Objective =>
Which of the lines below contain the word "elderly"? Pull out each one and copy it in full.

□ □ □ □ □

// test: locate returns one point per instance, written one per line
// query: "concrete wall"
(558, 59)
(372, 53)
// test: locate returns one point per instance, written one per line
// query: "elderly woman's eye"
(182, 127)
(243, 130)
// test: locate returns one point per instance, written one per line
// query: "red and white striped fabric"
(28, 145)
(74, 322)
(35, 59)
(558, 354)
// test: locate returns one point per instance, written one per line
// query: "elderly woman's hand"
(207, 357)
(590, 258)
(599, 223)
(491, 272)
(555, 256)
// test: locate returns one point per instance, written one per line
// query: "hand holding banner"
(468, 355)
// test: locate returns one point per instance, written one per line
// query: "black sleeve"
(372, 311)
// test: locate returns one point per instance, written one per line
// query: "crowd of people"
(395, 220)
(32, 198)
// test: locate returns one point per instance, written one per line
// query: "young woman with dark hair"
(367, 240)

□ □ □ □ □

Exercise solution =>
// query: "elderly woman's eye"
// query: "elderly woman's hand"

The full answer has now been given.